__ACTIVITY__: From the first line to the last, output the data exactly as it stands, minus its pictures.

Stored entries
---------------
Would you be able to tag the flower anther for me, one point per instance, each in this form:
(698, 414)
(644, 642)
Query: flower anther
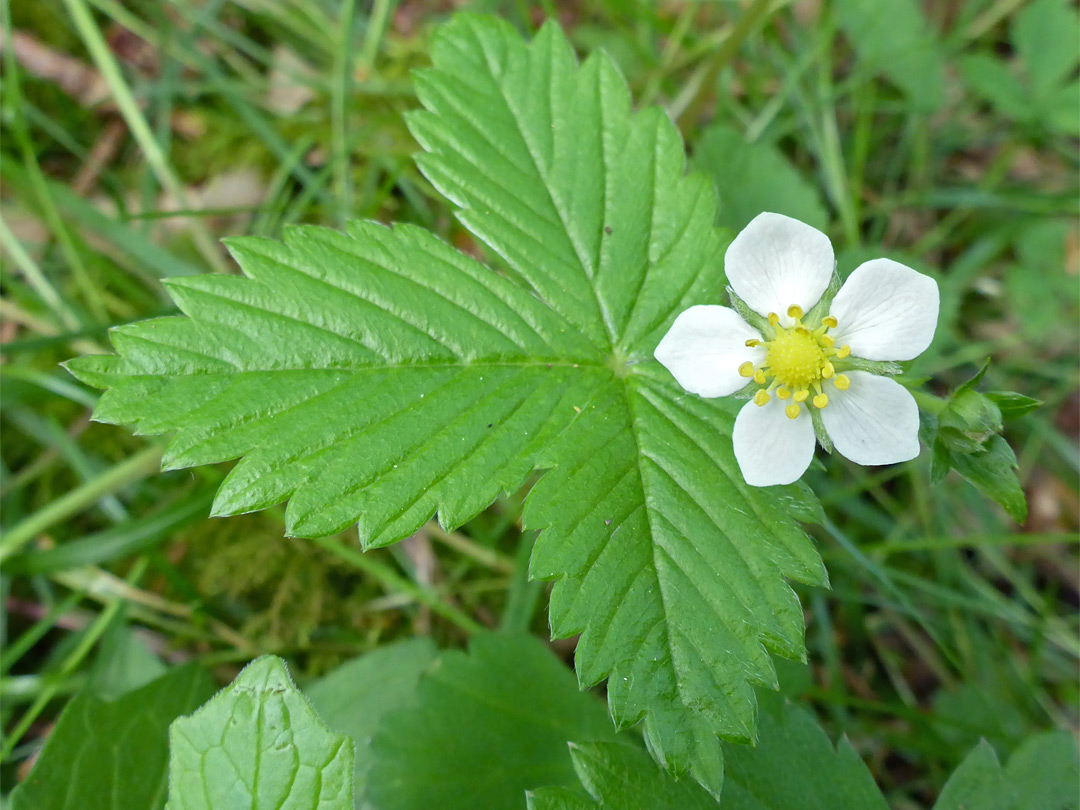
(804, 367)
---------------
__SOLUTION TO THE PROBLEM__:
Would you be able to tag the flower anther for me, one point per instance, each in this form:
(698, 414)
(644, 642)
Query: flower anther
(804, 367)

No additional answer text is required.